■ Your goal
Please extract everything from the line containing "Find the notebook" down to the line containing "[149,81,188,98]", both included, and reproduce those lines unchanged.

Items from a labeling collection
* begin *

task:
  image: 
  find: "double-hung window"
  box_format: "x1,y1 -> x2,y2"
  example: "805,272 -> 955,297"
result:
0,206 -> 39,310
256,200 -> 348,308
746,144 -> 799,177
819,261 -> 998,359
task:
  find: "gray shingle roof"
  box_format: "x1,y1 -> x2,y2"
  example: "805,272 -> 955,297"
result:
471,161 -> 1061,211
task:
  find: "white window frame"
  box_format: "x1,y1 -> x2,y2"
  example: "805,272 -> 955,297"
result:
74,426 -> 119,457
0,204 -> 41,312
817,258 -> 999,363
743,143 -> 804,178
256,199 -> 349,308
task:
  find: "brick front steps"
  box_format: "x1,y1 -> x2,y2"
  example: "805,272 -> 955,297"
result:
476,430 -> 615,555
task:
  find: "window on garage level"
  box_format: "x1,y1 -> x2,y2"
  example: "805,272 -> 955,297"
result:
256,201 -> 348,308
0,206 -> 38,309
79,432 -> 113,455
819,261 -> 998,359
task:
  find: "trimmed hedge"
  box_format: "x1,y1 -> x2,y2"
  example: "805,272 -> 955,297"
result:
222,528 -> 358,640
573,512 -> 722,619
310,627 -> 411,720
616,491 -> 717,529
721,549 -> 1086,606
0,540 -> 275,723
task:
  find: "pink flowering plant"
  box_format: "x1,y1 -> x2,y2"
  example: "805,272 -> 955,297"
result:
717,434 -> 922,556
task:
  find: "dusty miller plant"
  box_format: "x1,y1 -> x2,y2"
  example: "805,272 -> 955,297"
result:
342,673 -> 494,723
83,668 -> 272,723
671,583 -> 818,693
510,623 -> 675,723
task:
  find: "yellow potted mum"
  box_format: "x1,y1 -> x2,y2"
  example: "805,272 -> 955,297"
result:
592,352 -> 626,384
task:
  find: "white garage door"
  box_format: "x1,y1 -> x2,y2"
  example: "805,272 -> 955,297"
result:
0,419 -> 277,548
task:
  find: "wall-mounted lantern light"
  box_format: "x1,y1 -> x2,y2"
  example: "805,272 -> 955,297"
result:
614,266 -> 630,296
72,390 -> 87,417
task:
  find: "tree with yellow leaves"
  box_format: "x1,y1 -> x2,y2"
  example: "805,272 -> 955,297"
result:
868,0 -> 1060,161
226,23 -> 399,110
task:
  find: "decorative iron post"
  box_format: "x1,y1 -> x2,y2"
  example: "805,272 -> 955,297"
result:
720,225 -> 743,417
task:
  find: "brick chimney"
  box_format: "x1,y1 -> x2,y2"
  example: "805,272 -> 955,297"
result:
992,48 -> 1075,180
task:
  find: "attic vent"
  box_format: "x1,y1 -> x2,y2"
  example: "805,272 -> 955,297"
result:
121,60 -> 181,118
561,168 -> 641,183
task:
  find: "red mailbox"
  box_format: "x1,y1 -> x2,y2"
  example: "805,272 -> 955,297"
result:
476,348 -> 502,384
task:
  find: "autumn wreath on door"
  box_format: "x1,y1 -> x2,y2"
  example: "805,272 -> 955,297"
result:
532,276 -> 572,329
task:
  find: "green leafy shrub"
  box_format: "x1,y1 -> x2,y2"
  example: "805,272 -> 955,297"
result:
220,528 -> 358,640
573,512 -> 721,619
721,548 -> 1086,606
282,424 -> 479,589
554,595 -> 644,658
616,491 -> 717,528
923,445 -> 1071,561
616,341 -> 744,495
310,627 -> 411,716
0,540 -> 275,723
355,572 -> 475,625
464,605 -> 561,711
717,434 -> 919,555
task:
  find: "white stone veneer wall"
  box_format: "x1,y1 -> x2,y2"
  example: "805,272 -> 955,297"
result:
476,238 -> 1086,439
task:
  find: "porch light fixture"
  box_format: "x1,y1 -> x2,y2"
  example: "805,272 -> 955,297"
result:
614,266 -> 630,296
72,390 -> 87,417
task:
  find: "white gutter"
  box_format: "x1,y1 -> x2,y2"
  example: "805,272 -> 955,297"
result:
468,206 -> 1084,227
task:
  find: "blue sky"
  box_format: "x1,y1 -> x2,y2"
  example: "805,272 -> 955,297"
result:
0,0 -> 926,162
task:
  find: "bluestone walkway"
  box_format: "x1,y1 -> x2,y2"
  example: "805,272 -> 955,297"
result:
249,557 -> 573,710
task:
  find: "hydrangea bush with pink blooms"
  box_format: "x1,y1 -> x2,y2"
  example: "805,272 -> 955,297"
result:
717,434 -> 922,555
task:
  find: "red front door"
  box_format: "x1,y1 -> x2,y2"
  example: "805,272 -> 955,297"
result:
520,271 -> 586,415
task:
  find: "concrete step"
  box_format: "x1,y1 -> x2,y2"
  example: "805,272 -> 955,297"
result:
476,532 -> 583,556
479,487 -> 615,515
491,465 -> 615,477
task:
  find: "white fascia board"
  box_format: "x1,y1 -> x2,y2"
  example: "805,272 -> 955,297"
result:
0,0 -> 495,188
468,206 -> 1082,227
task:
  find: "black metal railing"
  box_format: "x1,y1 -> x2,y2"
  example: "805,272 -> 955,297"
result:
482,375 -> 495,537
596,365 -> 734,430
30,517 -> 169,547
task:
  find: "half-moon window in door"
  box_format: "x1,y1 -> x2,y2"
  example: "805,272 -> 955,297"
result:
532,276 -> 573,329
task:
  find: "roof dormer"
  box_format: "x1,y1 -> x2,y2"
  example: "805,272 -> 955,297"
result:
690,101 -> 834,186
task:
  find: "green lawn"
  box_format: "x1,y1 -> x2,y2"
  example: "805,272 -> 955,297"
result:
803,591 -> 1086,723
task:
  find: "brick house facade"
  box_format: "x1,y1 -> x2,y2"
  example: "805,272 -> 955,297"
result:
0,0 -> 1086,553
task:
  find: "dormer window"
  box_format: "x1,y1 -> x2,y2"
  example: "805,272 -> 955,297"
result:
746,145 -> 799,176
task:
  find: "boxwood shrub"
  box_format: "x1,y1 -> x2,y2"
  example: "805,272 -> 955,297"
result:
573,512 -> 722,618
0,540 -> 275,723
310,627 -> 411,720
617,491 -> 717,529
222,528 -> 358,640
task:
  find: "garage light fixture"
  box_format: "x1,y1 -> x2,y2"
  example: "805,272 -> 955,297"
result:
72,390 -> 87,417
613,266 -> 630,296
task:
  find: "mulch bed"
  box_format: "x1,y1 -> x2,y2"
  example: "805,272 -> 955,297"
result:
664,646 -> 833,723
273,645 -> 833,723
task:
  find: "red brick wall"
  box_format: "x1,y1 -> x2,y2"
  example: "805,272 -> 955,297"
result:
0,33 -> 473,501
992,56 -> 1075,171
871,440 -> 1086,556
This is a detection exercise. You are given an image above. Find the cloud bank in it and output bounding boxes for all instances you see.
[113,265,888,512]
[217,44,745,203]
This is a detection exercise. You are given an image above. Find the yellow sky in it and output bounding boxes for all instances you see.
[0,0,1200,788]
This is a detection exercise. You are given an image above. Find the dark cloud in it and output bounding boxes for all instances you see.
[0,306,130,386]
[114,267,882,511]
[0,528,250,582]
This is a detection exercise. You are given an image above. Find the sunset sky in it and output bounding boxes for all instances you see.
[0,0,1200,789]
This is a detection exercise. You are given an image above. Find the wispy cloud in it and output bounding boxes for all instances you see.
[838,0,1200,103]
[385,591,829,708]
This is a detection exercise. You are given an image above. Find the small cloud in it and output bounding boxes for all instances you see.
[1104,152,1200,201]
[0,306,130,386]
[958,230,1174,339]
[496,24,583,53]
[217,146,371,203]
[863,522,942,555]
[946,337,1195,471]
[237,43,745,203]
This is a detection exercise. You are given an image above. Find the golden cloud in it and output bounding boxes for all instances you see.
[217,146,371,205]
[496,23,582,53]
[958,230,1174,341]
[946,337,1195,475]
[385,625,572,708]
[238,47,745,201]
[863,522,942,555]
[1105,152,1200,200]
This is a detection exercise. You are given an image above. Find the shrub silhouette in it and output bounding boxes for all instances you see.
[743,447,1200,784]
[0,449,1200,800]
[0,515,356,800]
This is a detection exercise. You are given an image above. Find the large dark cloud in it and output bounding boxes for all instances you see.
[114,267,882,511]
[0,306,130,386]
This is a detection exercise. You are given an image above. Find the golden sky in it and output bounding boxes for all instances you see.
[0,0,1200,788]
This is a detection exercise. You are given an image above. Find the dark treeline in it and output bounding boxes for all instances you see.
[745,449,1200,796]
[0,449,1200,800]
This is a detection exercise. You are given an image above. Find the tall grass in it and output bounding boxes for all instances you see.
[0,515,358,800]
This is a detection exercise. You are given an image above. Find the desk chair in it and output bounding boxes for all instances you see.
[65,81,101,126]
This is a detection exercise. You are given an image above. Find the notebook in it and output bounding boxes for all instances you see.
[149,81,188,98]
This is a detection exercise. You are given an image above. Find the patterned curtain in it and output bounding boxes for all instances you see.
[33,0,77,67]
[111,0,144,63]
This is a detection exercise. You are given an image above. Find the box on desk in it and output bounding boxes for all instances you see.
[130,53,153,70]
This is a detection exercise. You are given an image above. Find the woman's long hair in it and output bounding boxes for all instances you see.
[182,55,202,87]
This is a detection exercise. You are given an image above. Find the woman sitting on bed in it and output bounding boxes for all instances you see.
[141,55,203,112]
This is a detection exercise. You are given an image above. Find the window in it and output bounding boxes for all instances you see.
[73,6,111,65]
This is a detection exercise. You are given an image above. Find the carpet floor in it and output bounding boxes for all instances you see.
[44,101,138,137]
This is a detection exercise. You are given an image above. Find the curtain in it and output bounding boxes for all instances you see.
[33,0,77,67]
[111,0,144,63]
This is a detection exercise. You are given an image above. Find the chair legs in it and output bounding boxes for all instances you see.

* end *

■ Exercise output
This is a detection exercise. You are given an image above. Find the notebook in it and output bounding boxes for all instances you see.
[149,81,188,98]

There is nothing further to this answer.